## Selected extract
....................

GNU Parted added support in June 2016, but there wasn’t a release including these changes until 3.3 in October 2019. Some Linux distributions are used patched versions of parted, so that NVMe support is included in the distribution packages. Earlier versions do work ok, but they show “(unknown)” when displaying the hardware type.
Gparted (the GUI wrapper for GNU parted) added support in version 0.24, released October 2016. Earlier versions didn’t include NVMe devices in the list of available disks, so were difficult to use.

`nvmectl` commands

These will all need to be run as root or using sudo, since they’re low level hardware control commands.

/dev/nvme0n1 is used as an example here - insert the appropriate device path instead.

nvme help lists the commands available.

nvme list displays the installed NVMe drives and basic information such as device path, model and serial number.

nvme list-ns /dev/nvme0n1 lists namespaces.

nvme id-ctrl /dev/nvme0n1 displays detailed information about the controller chip.

nvme smart-log /dev/nvme0n1 displays disk health information such as read/write counts, temperature, power cycles, error counts and amount of spare flash area available.

Filesystems

Linux filesystems should all “just work” and nothing specific is needed for NVMe compared to other drive types.

ext4 and XFS both work well. XFS may be slightly faster on high performance NVMe drives as it generally handles parallel workloads better, but there’s not a lot of difference between the two filesystems.

BTRFS has an “ssd mode” which automatically configures the filesystem to be more appropriate for use on SSD rather than mechanical hard disk. This “ssd mode” works the same on NVMe as with other SSDs such as SATA.

Disk schedulers

Short story: use a recent Linux version for best performance, leave the rest to your distribution’s defaults unless you have a special need.

....................

## Data listing
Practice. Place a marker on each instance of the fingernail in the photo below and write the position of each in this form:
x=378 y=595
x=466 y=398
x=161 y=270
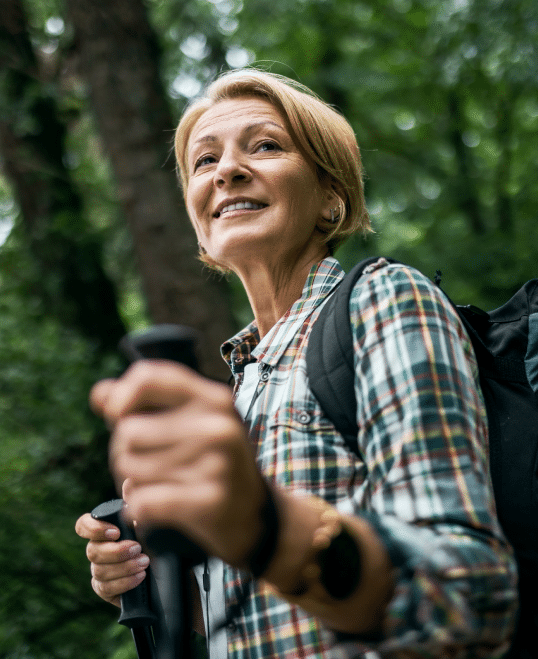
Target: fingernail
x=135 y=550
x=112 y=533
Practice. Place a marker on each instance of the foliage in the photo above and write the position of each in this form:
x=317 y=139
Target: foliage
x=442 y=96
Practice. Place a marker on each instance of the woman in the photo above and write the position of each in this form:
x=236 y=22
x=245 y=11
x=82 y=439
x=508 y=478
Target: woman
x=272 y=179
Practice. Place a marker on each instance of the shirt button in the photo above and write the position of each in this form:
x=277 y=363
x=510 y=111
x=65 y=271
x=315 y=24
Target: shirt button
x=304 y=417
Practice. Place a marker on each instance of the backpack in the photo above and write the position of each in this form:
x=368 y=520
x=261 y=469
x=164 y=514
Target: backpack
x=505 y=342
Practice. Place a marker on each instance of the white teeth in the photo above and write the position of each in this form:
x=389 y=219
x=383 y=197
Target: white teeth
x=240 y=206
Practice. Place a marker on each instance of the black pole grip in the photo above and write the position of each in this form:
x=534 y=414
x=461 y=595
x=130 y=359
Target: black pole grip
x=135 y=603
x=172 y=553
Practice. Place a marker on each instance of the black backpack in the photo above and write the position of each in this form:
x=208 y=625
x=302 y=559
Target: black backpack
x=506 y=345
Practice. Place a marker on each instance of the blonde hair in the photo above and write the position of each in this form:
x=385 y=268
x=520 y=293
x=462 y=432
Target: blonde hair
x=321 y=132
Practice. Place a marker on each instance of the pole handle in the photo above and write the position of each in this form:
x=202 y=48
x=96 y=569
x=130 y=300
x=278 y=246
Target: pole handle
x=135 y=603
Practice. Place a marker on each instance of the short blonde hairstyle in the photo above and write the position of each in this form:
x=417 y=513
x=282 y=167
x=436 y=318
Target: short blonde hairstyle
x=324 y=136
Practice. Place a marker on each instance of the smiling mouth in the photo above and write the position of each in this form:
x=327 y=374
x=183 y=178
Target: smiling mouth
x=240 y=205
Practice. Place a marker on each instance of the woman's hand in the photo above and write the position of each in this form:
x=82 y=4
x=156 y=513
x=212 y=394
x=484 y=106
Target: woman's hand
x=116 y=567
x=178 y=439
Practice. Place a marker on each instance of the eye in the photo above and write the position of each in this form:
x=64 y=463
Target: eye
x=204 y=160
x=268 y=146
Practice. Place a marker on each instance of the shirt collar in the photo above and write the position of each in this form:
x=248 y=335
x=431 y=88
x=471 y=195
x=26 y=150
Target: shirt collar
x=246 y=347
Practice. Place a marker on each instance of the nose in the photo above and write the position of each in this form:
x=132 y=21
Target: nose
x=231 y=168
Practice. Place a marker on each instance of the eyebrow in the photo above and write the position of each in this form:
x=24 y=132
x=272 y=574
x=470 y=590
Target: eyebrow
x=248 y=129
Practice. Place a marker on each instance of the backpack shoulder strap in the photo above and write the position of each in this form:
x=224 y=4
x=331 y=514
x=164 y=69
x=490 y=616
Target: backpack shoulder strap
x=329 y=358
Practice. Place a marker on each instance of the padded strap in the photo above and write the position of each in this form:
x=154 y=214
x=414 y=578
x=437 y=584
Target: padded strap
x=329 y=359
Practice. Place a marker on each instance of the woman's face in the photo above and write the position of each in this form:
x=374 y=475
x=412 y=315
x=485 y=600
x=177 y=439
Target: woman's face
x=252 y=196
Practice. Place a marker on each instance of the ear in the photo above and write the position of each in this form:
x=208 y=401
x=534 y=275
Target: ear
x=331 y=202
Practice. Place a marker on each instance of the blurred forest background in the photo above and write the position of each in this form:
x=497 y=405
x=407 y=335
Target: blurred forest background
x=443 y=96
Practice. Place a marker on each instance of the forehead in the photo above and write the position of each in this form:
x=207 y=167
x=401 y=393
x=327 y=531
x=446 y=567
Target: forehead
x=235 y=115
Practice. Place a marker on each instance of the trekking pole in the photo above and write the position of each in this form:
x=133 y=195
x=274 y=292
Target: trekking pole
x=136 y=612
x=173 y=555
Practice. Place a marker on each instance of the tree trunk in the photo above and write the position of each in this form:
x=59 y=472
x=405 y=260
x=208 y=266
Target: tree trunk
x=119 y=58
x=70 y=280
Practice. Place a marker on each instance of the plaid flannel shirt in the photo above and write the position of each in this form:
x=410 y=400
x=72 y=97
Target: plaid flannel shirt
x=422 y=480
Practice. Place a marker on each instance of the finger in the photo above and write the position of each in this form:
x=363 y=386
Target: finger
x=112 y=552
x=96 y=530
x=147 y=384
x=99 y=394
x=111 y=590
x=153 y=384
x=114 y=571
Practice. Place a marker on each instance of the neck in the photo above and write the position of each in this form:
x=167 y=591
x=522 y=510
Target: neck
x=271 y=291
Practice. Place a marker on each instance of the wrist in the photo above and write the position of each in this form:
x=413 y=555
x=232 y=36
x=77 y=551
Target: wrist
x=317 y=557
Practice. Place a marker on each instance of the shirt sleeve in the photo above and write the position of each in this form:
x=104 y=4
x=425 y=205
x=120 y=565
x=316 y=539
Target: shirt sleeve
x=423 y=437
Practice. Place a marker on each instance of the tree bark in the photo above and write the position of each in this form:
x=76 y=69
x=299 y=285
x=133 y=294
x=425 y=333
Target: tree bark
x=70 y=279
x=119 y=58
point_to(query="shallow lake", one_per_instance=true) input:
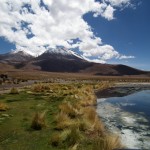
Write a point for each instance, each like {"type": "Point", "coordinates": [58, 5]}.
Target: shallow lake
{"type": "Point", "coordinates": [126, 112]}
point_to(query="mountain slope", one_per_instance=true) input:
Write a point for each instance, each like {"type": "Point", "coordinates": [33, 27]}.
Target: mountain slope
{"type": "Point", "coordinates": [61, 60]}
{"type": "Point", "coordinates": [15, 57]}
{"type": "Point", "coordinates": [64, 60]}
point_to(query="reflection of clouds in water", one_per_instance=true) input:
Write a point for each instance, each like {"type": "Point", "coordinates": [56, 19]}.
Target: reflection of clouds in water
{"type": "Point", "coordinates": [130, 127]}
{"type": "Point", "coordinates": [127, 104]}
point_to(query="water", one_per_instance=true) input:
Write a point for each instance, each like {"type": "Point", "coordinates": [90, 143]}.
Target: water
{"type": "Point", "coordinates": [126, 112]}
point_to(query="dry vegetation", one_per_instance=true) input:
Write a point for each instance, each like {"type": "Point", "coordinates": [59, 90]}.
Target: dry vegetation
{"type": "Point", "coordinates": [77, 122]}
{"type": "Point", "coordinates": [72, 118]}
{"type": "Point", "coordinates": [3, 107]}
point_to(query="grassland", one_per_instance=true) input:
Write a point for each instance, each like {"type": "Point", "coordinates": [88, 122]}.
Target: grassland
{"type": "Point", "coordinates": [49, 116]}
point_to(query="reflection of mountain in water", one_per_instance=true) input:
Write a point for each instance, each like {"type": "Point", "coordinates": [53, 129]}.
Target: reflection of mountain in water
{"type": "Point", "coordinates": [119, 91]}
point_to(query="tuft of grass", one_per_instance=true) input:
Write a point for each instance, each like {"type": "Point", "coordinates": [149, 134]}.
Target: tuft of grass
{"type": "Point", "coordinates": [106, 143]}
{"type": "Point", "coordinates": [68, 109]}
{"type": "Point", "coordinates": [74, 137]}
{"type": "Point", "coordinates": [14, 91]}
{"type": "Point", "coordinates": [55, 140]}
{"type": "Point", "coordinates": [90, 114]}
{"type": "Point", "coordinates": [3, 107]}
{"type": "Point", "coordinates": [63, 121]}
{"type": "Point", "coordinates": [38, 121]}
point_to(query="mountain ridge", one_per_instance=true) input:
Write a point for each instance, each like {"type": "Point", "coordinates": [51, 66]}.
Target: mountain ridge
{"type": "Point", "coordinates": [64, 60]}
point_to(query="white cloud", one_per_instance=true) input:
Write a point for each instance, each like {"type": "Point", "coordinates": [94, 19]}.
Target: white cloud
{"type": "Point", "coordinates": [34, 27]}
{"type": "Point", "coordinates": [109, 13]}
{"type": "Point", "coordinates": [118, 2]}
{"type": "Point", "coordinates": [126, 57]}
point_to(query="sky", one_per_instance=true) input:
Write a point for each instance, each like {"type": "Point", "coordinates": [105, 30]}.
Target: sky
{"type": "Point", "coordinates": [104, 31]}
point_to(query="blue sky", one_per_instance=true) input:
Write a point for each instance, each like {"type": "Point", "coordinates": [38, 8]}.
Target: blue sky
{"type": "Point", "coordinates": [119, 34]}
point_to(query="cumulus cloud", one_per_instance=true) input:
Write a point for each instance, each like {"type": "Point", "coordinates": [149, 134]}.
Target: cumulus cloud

....................

## What is expected
In one to three sentences, explain why the text on NVMe drives in Linux says XFS may be slightly faster than ext4 on high performance NVMe drives. The listing stands apart from the text on NVMe drives in Linux and is unrelated to it.

## Your solution
XFS generally handles parallel workloads better than ext4, so it may be slightly faster on high performance NVMe drives. Even so, the difference between the two filesystems is small.